### Selected extract
=-=-=
TOKYO -- As Japan's job-hunting season shifts into high gear Monday, college seniors face an employment landscape upended by the coronavirus pandemic, with interviews going online and some hard-hit companies freezing recruitment.
As companies interview thousands of students online, the process is expected to take longer. With many planning to reduce new hires, the tide may be shifting in the job hunter's market that college students have enjoyed in recent years.
In a uniquely Japanese practice, companies will begin interviews for college seniors on the government-set start day of June 1. Those seniors will join the workforce in April after graduating in March.
Tokyo Gas will conduct all interviews online starting Monday. In order to thoroughly assess applicants' personalities via video, the interview will last about 10 minutes longer than in normal years.
Mitsui Sumitomo Insurance will also exclusively use videoconferencing starting in June, expecting to meet with more than 1,000 applicants online in the first round of screening. "The safety of the students and employees is our top priority," said a spokesperson at the unit of MS&AD Insurance Group Holdings.
Leading trading house Mitsubishi Corp. will vet applicants online before final-round, in-person interviews.
"Many companies are tapping virtual screening before meeting candidates face to face for the final round of interviews," said a counselor at Gakushuin University's career center.
Some businesses are extending recruiting periods. Seeking to offer students more time to apply, electronics behemoth Panasonic plans to wrap up the selection process in September, two months later than usual.
Meanwhile, companies in the travel and leisure industry, which is pummeled by the pandemic, are curbing hiring.
All Nippon Airways parent ANA Holdings has suspended recruitment efforts for fiscal 2021. USJ, operator of the temporarily closed Universal Studios Japan theme park, has also halted recruitment activity. Leading travel agency JTB is reviewing the number of planned new hires.
=-=-=
### The data
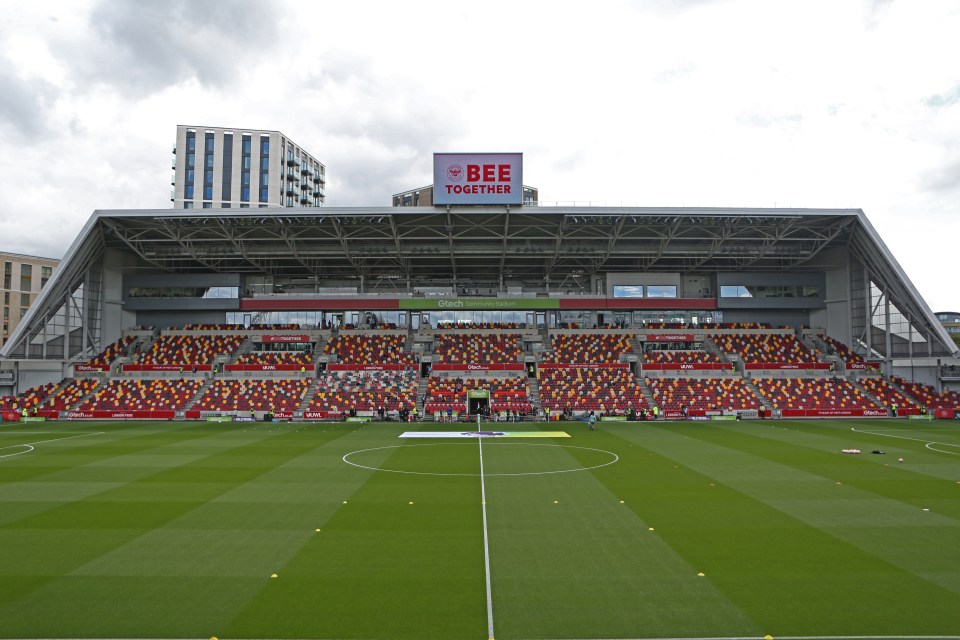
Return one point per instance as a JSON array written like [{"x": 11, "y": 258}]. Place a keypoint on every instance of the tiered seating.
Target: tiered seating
[
  {"x": 681, "y": 357},
  {"x": 68, "y": 396},
  {"x": 142, "y": 395},
  {"x": 276, "y": 357},
  {"x": 340, "y": 391},
  {"x": 606, "y": 390},
  {"x": 478, "y": 325},
  {"x": 707, "y": 394},
  {"x": 29, "y": 399},
  {"x": 588, "y": 347},
  {"x": 112, "y": 352},
  {"x": 887, "y": 394},
  {"x": 506, "y": 394},
  {"x": 477, "y": 348},
  {"x": 928, "y": 396},
  {"x": 813, "y": 393},
  {"x": 213, "y": 327},
  {"x": 293, "y": 326},
  {"x": 370, "y": 349},
  {"x": 848, "y": 356},
  {"x": 765, "y": 348},
  {"x": 189, "y": 350},
  {"x": 253, "y": 395}
]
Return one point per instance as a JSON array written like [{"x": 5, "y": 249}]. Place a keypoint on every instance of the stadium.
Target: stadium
[{"x": 275, "y": 415}]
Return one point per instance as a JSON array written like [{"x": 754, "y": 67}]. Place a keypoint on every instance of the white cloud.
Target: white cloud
[{"x": 731, "y": 102}]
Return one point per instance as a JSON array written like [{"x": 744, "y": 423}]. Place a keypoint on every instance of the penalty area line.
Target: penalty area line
[{"x": 486, "y": 540}]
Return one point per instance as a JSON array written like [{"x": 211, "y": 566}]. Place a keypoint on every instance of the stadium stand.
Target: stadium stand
[
  {"x": 253, "y": 395},
  {"x": 588, "y": 347},
  {"x": 702, "y": 394},
  {"x": 339, "y": 392},
  {"x": 354, "y": 348},
  {"x": 888, "y": 395},
  {"x": 142, "y": 395},
  {"x": 606, "y": 390},
  {"x": 476, "y": 348},
  {"x": 189, "y": 349},
  {"x": 928, "y": 396},
  {"x": 813, "y": 393},
  {"x": 765, "y": 348}
]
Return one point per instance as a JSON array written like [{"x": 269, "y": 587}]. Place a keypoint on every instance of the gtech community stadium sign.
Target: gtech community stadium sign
[{"x": 477, "y": 178}]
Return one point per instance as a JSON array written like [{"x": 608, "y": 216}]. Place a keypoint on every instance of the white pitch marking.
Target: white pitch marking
[
  {"x": 486, "y": 542},
  {"x": 30, "y": 446},
  {"x": 926, "y": 442},
  {"x": 615, "y": 459}
]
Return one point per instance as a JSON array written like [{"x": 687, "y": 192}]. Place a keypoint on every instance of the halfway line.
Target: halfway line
[{"x": 486, "y": 542}]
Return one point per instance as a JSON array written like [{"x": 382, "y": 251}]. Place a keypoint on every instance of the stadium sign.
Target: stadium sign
[
  {"x": 479, "y": 304},
  {"x": 477, "y": 178}
]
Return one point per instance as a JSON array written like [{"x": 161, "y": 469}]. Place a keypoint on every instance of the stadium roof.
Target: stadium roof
[{"x": 422, "y": 245}]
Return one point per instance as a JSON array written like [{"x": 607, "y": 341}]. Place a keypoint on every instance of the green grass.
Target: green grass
[{"x": 173, "y": 530}]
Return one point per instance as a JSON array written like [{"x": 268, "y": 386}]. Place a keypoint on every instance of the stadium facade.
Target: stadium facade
[
  {"x": 541, "y": 267},
  {"x": 23, "y": 278}
]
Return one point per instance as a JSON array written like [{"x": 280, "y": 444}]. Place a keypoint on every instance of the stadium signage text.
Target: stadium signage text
[
  {"x": 477, "y": 178},
  {"x": 300, "y": 338}
]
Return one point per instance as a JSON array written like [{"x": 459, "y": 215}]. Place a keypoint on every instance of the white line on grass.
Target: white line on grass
[
  {"x": 29, "y": 445},
  {"x": 926, "y": 441},
  {"x": 486, "y": 541}
]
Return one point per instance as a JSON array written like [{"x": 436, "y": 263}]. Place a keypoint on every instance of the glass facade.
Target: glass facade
[
  {"x": 189, "y": 175},
  {"x": 227, "y": 176},
  {"x": 246, "y": 153}
]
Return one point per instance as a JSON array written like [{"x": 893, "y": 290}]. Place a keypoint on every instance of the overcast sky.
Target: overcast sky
[{"x": 762, "y": 103}]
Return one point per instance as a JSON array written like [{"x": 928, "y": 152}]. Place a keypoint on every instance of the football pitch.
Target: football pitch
[{"x": 673, "y": 530}]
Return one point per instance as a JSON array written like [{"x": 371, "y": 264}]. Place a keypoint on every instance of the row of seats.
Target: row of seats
[
  {"x": 587, "y": 348},
  {"x": 189, "y": 349},
  {"x": 813, "y": 393},
  {"x": 478, "y": 348},
  {"x": 928, "y": 396},
  {"x": 754, "y": 348},
  {"x": 605, "y": 390},
  {"x": 459, "y": 386},
  {"x": 29, "y": 399},
  {"x": 707, "y": 394},
  {"x": 276, "y": 357},
  {"x": 113, "y": 351},
  {"x": 142, "y": 395},
  {"x": 887, "y": 394},
  {"x": 681, "y": 357},
  {"x": 253, "y": 395},
  {"x": 370, "y": 349},
  {"x": 478, "y": 325},
  {"x": 341, "y": 391}
]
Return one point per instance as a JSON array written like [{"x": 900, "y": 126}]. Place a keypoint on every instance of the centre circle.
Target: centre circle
[{"x": 499, "y": 459}]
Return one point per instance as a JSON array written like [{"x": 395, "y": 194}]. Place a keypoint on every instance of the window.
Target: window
[
  {"x": 661, "y": 291},
  {"x": 26, "y": 277},
  {"x": 627, "y": 291},
  {"x": 226, "y": 179}
]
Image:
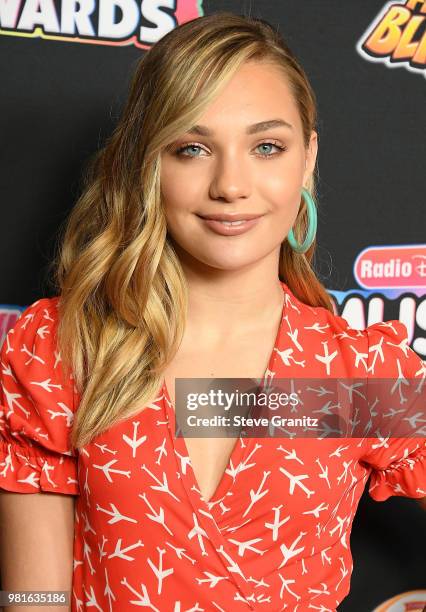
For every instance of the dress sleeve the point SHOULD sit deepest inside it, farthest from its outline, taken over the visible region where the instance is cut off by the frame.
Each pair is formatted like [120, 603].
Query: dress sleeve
[398, 463]
[37, 407]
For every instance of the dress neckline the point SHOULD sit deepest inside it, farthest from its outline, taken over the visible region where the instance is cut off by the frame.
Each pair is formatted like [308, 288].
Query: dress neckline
[242, 444]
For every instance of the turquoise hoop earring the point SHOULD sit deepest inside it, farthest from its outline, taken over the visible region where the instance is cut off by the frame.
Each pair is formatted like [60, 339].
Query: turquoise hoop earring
[312, 226]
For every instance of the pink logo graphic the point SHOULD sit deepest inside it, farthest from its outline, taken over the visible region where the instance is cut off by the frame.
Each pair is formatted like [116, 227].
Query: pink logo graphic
[98, 22]
[391, 267]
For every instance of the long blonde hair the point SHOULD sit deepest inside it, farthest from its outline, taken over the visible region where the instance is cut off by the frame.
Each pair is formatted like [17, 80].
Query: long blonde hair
[123, 294]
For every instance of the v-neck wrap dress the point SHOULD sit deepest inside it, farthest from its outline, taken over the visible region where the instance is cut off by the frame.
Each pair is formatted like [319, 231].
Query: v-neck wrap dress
[275, 534]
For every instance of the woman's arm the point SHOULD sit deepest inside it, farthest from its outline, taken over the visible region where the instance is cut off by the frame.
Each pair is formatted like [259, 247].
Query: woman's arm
=-=-=
### Work task 1
In the article on Japan's job-hunting season, how much longer than in normal years will Tokyo Gas's online interviews last?
### Work task 2
Summarize the article on Japan's job-hunting season in two sentences.
### Work task 3
Resume the article on Japan's job-hunting season during the pandemic, continuing from its final sentence.

### Expected answer 1
About 10 minutes longer.

### Expected answer 2
As Japan's job-hunting season begins in earnest, the coronavirus pandemic has moved interviews for college seniors online, with companies such as Tokyo Gas and Mitsui Sumitomo Insurance relying on videoconferencing and some firms, including Panasonic, extending their recruiting periods. Meanwhile, companies in the hard-hit travel and leisure industry are curbing hiring, with ANA Holdings and USJ halting recruitment and JTB reviewing its planned number of new hires.

### Expected answer 3
The trend is spreading to other sectors. Cosmetics company Shiseido will reduce hires for next spring. Department store operators and food companies, many of which have not released specific numbers for new staffers they intend to take on, are also expected to review their hiring plans.
Still, businesses in general appear eager to take on promising students. As of May 1, the percentage of students with job offers stood at 50.2%, just 0.9 percentage point below the 2019 level, according to a survey by employment information provider Disco. The ratio had been trending above last year's levels through April.
"Companies actively reached out to students who had participated in their internship programs since the summer of 2019," said Fusako Takei of Disco.
Some students already have multiple offers but are worried about the grim economic outlook. "I will keep all job offers until October," said a senior at Keio University who already has two offers, including one from a major automaker.
As of Wednesday, 37 businesses had rescinded job offers made to those who graduated from school this year due to the impact of the coronavirus, affecting 80 college graduates, according to the Labor Ministry.